Irrationone / cellassign

Automated, probabilistic assignment of cell types in scRNA-seq data
Other
191 stars 79 forks source link

Intelligent subsetting of data #8

Open kieranrcampbell opened 5 years ago

kieranrcampbell commented 5 years ago

Casual user may want to pass in an entire SCE but just the rho matrix corresponding to their marker genes. In theory we should be able to detect this and appropriatley subset the SCE by matching the colnames of rho with

  1. the rownames of the SCE
  2. some field in the rowData(sce) that looks like "ID", "id", "feature_id" (looking for ensembl ids)
  3. some field in the rowData(sce) that looks like "symbol", "Symbol", "hgnc_symbol", "mgi_symbol", "feature_symbol", "entrez_id" (lookign for symbols or entrez ids)
LTLA commented 5 years ago

Chipping in here, as I'm seeing some similarities with some anti-patterns I've observed in scater.

The only legitimate subsetting approach is 1. Though 2 and 3 might seem convenient, they make it much more complicated for people to guarantee the right genes were being used. (Is the matching done based on the row names? Or did it end up using a field in rowData? In which case, which field?)

* [What you need to do]:
Please resume the cellassign subsetting thread from its last sentence, continuing the discussion of how to match marker genes to the SCE. The grounding-data lines play no part in this.

* [Object grounding data in natural language]:

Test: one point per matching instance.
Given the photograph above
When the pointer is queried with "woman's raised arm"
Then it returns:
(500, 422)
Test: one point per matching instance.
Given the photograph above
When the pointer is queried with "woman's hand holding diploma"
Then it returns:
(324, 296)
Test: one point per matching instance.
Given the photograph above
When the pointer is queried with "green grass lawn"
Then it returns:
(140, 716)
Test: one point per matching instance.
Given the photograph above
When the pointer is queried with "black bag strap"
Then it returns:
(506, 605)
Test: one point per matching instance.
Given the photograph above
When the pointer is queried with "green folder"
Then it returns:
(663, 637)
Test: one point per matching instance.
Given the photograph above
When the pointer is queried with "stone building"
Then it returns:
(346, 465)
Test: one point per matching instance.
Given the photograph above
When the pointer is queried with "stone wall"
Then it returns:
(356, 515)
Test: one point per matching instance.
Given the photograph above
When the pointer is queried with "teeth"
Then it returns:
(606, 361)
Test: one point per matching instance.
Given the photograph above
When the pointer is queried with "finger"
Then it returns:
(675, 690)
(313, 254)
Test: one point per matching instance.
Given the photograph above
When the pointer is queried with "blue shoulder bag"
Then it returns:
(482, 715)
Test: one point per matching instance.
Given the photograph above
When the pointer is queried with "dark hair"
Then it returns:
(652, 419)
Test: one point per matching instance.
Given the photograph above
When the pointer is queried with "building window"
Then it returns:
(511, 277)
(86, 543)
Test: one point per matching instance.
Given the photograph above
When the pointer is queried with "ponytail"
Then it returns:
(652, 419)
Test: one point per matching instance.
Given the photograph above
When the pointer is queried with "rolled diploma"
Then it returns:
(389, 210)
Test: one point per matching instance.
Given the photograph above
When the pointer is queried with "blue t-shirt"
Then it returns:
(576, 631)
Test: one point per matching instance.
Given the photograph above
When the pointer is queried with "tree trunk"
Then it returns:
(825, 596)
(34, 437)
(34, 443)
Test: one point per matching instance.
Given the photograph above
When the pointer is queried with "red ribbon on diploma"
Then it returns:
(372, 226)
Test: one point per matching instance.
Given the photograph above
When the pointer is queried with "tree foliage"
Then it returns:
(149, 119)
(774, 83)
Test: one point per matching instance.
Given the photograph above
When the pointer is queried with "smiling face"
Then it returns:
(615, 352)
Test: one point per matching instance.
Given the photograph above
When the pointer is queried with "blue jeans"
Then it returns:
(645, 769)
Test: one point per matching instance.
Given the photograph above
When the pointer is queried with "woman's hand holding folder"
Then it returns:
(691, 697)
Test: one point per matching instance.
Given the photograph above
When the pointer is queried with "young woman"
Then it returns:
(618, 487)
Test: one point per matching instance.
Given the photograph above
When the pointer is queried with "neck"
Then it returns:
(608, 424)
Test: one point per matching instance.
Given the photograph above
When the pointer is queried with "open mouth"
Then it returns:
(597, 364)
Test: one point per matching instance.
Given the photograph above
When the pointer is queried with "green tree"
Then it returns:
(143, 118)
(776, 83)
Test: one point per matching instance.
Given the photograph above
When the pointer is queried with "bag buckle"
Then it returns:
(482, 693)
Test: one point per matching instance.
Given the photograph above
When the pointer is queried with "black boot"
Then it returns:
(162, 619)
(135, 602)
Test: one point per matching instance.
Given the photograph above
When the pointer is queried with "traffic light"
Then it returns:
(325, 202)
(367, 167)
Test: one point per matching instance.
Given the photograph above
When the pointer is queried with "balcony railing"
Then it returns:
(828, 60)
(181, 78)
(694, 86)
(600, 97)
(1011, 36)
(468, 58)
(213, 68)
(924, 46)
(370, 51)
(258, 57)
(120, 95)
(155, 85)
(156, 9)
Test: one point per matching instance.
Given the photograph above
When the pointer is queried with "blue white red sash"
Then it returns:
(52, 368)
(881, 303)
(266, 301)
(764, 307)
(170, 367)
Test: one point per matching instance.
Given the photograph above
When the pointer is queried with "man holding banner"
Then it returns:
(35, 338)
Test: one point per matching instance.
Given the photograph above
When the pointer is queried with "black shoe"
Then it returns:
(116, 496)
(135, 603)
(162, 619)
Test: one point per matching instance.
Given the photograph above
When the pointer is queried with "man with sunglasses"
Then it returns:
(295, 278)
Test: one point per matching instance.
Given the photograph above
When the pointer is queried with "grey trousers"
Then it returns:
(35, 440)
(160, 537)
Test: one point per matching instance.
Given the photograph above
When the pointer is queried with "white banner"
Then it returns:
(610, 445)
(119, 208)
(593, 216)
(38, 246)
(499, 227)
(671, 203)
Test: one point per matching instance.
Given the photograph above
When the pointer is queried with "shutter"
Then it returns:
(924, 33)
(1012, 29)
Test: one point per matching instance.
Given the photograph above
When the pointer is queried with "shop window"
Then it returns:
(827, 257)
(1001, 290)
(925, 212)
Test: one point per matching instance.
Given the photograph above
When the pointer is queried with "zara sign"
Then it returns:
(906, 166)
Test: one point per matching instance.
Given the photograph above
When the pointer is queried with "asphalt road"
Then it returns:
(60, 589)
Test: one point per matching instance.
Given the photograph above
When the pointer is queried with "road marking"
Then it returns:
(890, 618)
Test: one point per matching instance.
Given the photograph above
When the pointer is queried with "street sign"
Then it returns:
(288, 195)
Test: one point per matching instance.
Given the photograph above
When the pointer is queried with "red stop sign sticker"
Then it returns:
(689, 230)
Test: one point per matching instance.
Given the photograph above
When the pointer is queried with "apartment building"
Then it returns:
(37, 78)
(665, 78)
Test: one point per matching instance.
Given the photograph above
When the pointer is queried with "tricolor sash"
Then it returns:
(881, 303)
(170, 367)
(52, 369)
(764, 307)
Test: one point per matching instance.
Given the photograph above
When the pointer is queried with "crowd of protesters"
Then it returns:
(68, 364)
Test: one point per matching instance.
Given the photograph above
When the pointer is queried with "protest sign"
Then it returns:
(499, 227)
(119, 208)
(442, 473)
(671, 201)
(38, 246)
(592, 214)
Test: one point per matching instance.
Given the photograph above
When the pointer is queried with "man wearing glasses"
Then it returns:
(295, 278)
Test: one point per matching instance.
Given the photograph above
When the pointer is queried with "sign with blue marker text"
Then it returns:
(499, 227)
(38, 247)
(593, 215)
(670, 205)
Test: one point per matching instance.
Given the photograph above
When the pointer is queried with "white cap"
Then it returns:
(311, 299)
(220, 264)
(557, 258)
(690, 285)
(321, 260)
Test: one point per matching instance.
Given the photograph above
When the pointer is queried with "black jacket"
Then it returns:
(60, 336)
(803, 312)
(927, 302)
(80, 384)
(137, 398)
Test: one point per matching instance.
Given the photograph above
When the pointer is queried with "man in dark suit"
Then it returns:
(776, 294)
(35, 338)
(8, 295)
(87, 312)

* [Response]:
If people want to use IDs in one of the rowData fields, all they have to do is:

match(my_ids, rowData(sce)$SYMBOL)

... and supply that to a subset argument in cellassign() (for examples, see some of the refactored scater functionality for subset_rows). This is much more explicit and makes the intent of the code clearer.

You will probably want to protect against NA elements in the subsetting vector, though.

kieranrcampbell commented 5 years ago

Thanks for the input @LTLA, we'll go for this option then

LTLA commented 5 years ago

No probs. Plenty more ~opinions~ objective rules where that came from.